Pointing dataset records

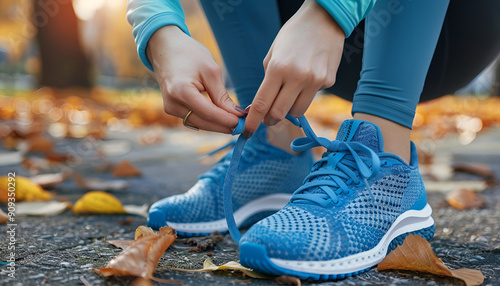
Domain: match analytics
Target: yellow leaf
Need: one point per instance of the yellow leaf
(25, 190)
(208, 265)
(415, 254)
(98, 202)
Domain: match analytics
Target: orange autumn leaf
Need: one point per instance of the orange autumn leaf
(3, 217)
(40, 144)
(143, 231)
(415, 254)
(465, 199)
(141, 258)
(125, 169)
(121, 243)
(25, 190)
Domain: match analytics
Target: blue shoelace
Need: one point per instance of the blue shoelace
(339, 164)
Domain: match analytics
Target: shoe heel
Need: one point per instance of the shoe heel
(426, 233)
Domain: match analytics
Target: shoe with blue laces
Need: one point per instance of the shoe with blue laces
(267, 179)
(356, 205)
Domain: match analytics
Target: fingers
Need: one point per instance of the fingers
(261, 104)
(185, 97)
(282, 104)
(304, 99)
(212, 81)
(195, 120)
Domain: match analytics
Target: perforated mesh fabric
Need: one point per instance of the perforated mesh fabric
(309, 232)
(264, 169)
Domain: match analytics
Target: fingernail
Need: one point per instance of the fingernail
(247, 134)
(239, 109)
(247, 109)
(272, 122)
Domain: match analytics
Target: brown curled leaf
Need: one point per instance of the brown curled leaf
(141, 258)
(415, 254)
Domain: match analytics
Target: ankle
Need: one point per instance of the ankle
(396, 137)
(282, 134)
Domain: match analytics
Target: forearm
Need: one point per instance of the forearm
(147, 16)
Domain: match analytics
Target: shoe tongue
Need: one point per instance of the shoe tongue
(362, 132)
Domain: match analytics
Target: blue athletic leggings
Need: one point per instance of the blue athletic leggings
(384, 67)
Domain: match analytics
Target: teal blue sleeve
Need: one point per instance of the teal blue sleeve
(147, 16)
(348, 13)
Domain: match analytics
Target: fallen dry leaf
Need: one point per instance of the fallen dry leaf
(142, 282)
(25, 190)
(125, 169)
(100, 184)
(98, 202)
(3, 217)
(58, 157)
(40, 144)
(287, 280)
(415, 254)
(143, 231)
(466, 199)
(121, 243)
(208, 265)
(49, 208)
(141, 257)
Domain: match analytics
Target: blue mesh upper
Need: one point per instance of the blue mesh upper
(304, 230)
(264, 170)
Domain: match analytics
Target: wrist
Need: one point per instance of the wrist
(159, 39)
(318, 12)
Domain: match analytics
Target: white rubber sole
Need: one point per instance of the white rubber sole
(407, 222)
(272, 202)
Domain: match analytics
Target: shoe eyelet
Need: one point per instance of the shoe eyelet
(386, 163)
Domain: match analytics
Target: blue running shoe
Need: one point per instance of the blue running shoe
(356, 205)
(267, 179)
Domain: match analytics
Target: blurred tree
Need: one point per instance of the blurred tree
(63, 62)
(16, 29)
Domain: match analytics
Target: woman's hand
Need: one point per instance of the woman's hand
(303, 58)
(184, 68)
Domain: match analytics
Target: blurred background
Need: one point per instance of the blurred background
(69, 69)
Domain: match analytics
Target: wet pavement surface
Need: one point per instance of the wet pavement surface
(59, 250)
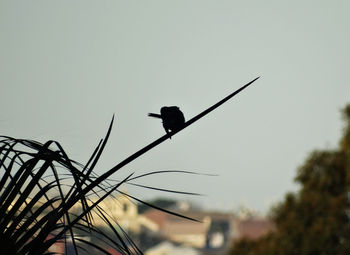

CHALLENGE — Pull out each line of the material above that contains the word "upper".

EXPECTED ANSWER —
Target: blue mesh upper
Need: one point per instance of the blue mesh upper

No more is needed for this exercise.